Texte du document
Extrait d’un article de Science et Avenir
Par ailleurs, les résultats révèleraient aussi la présence du blé tendre (Triticum aestivum). Ce qui étonne les auteurs puisque cette « céréale n’était pas cultivée en Afrique à l’époque».
Légendes
Sur le Danxomè, plusieurs légendes font état de murs à base du sang humain. L’étude rappelle deux. Guezo aurait fait construire dans l’enceinte de son palais deux huttes sacrées (jexo) dont la terre des parois aurait été liée avec le sang de 41 victimes sacrifiées. En outre, « l’allée menant à sa hutte était pavée des crânes et des mâchoires des ennemis qu’il avait défaits et que l’un de ses trônes reposait sur les crânes de quatre chefs ennemis vaincus.»
Se basant sur ces résultats, les chercheurs déduisent alors que le sacrifice humain fait ”partie intégrante” des rituels Vodun. Une thèse discutable qui fera des mécontents. Récemment, dans un communiqué, le Comité des rites Vodun a martelé que le Vodun est fondé sur les valeurs éthiques et humanistes. Contre-attaquant ainsi les commentaires qui lient cette spiritualité, au Fa et à ses acteurs les crimes odieux qui sont plutôt d’ordre ésoterico-magique, selon le président du comité, professeur Mahougnon Kakpo.

Consigne
Dressez la liste complète des constructions et aménagements que les légendes évoquées dans le texte du document associent à Guezo.

Segment de données
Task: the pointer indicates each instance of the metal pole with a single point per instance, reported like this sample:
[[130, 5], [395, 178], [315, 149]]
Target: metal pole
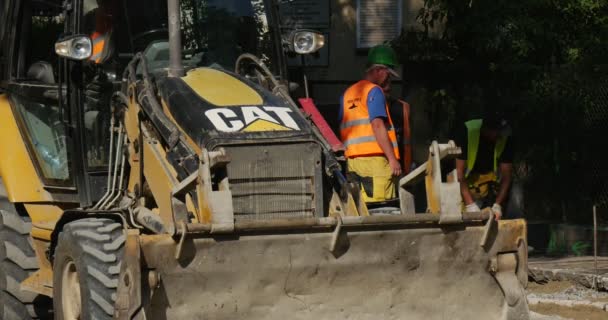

Réponse à la consigne
- Deux huttes sacrées (jexo), dans l'enceinte de son palais, dont la terre des parois aurait été liée avec le sang de 41 victimes sacrifiées.
- L'allée menant à sa hutte, pavée des crânes et des mâchoires des ennemis qu'il avait défaits.
- L'un de ses trônes, qui reposait sur les crânes de quatre chefs ennemis vaincus.